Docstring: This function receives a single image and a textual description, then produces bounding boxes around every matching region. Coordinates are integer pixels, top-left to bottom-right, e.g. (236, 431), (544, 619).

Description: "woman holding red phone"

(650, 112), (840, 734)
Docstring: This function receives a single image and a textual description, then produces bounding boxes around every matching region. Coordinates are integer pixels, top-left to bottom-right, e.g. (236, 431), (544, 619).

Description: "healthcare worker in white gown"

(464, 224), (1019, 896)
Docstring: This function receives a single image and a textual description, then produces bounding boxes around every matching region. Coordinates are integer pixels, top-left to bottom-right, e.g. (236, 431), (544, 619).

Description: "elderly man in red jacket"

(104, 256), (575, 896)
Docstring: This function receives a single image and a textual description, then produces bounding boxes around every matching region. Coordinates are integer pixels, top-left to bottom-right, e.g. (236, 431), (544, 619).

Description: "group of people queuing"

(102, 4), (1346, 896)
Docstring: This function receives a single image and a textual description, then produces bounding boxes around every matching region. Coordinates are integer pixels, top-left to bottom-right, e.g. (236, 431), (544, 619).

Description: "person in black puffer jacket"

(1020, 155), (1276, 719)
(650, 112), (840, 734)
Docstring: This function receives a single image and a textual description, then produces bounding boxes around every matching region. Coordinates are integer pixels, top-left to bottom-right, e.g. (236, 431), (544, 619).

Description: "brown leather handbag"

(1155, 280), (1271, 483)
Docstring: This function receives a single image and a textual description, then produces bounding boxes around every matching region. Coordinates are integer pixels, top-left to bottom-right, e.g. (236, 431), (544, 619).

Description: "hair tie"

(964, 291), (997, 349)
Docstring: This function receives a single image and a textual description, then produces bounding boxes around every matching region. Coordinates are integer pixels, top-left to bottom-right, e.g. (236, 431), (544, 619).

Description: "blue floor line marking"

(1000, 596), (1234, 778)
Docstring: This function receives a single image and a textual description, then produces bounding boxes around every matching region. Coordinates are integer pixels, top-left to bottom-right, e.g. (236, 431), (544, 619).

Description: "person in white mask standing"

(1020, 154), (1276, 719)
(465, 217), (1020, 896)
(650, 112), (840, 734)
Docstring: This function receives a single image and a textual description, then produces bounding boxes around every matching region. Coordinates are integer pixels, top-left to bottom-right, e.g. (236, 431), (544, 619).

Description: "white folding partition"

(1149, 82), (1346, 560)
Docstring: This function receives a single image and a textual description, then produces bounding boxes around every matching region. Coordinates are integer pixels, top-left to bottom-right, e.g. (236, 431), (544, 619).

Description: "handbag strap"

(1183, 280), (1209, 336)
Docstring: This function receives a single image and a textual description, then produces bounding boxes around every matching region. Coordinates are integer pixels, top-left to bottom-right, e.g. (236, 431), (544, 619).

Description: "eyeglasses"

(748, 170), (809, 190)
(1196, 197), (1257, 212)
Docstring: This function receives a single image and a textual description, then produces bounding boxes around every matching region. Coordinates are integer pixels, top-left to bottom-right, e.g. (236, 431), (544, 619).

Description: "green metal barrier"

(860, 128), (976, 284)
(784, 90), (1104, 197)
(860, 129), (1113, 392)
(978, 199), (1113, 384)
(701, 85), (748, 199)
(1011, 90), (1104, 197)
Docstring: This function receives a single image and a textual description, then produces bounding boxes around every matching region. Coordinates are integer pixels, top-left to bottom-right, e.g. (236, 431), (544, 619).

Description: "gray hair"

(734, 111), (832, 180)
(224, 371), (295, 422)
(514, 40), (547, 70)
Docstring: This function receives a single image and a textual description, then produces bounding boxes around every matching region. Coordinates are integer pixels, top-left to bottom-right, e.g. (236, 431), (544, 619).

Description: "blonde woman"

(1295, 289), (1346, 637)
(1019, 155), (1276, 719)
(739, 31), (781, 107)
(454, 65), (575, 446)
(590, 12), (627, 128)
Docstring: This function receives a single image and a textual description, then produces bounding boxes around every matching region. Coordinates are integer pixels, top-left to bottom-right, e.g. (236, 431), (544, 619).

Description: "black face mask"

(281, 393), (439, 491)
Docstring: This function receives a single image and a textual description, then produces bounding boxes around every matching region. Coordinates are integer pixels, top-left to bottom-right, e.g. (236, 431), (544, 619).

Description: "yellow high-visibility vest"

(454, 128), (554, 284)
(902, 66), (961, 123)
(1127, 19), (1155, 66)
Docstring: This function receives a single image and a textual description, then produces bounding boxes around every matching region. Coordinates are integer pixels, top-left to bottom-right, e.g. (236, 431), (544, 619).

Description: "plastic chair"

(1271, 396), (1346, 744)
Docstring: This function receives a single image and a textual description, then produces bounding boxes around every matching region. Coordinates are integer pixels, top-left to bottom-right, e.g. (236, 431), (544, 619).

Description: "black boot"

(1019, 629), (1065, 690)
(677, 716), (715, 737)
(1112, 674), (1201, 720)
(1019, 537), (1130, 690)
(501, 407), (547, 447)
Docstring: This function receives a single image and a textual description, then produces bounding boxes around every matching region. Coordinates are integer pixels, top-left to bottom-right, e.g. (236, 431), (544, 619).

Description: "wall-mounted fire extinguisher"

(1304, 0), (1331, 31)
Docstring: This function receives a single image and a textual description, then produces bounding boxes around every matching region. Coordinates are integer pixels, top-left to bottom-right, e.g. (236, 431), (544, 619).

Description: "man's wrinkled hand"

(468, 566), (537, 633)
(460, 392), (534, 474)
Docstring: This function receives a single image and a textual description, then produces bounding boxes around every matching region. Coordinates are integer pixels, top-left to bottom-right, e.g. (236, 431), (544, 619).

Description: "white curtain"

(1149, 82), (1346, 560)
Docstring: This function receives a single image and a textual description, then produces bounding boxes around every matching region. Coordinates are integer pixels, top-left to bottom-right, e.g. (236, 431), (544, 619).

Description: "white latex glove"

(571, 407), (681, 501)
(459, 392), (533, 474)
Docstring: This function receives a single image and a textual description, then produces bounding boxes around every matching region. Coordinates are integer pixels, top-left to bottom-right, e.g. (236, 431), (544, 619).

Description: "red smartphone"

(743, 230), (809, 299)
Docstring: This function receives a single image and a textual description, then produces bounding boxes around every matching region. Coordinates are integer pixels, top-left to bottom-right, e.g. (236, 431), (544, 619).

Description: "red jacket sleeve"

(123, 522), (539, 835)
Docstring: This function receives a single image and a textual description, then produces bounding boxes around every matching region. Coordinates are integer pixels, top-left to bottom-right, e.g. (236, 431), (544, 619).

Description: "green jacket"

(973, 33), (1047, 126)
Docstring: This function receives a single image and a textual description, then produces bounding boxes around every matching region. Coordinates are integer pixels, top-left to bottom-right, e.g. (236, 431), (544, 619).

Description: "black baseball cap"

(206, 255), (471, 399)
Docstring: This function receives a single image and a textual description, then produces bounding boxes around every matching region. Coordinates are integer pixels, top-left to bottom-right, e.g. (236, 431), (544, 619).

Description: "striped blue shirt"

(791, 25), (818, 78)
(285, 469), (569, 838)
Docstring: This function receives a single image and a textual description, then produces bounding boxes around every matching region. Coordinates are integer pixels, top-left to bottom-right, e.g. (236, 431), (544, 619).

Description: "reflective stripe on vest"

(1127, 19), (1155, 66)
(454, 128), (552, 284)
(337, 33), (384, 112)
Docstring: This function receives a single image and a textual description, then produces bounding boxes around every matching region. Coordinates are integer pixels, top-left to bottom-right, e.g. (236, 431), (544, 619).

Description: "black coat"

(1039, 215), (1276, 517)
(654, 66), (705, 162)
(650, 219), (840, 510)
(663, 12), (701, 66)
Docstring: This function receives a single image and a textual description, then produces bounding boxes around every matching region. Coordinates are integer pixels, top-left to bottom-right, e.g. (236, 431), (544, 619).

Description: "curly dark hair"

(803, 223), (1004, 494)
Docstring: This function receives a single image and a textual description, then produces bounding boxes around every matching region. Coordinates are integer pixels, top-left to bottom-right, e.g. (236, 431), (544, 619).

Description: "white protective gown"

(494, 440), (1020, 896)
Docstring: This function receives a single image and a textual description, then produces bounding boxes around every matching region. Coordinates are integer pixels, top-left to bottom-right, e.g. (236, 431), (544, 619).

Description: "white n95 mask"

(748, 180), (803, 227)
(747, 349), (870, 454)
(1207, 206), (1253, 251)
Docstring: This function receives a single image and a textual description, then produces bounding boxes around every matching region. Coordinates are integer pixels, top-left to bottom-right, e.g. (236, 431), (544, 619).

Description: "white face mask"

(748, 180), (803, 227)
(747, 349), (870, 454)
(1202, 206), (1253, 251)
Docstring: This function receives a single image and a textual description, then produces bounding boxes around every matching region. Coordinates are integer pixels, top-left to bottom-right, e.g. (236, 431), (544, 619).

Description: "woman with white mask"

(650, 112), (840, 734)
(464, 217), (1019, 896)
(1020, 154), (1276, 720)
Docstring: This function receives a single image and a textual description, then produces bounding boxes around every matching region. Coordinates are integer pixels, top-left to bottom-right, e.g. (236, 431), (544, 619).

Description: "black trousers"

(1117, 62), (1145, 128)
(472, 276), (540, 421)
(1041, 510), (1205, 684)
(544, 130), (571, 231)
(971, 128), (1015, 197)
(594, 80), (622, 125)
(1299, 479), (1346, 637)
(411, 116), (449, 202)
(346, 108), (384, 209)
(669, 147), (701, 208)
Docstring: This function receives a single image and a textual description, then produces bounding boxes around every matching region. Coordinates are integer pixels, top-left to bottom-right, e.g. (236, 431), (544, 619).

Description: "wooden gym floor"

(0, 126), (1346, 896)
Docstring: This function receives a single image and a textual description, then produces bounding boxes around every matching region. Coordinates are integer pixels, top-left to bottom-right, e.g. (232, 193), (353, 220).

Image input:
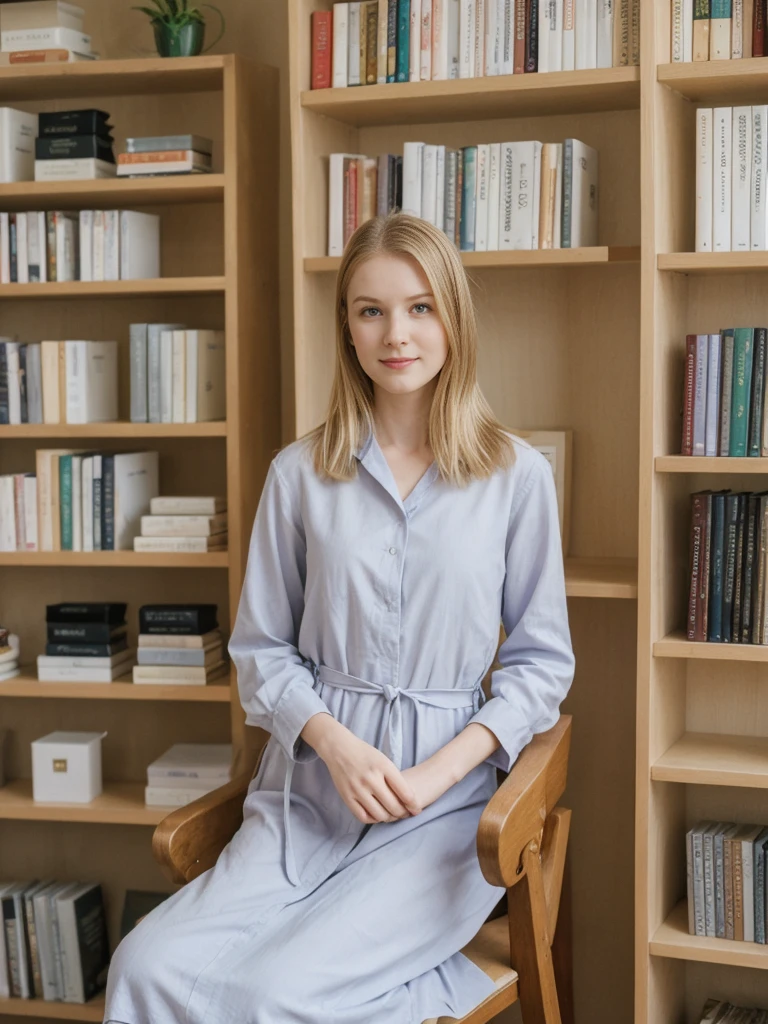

____

Task goal.
Gather every line of the entries above that contains the word "floor" and copy each one out.

Written solution.
Description: "blue floor line marking"
Description: "wooden gym floor"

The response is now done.